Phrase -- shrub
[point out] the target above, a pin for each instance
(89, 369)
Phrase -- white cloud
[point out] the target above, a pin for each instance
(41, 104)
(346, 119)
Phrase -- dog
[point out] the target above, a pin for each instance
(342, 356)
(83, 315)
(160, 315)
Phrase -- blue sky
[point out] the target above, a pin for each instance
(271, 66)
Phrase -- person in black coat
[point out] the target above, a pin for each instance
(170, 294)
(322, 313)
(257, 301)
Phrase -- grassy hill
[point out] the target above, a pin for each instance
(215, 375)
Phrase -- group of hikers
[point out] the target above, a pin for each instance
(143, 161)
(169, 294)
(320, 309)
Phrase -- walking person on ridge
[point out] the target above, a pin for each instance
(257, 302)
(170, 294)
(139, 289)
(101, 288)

**WHAT IS NEEDED**
Please put every line of the records above into a numbered list, leaving out any blank lines.

**WRITTEN SOLUTION**
1. Phrase -- shrub
2. [point out] the target above, a pin for each instance
3. (89, 369)
4. Phrase -- white cloud
5. [point out] the target above, a pin for each instance
6. (41, 104)
7. (346, 119)
8. Phrase -- dog
9. [point out] the target above, a pin for each instance
10. (342, 356)
11. (83, 315)
12. (160, 315)
13. Phrase -- blue sky
14. [point out] the target above, a pin for each instance
15. (271, 66)
16. Phrase -- person in black coat
17. [point out] the target above, a pin for each instance
18. (170, 294)
19. (322, 313)
20. (257, 301)
21. Phrase -- grassy hill
22. [point out] the target above, a pin for each instance
23. (215, 375)
24. Phrase -- group of hikers
25. [point out] the target above, a pin for each instance
26. (143, 161)
27. (169, 294)
28. (320, 309)
29. Phrase -- walking person on ridge
30. [point out] the target above, a pin for each instance
31. (257, 302)
32. (170, 294)
33. (139, 289)
34. (101, 288)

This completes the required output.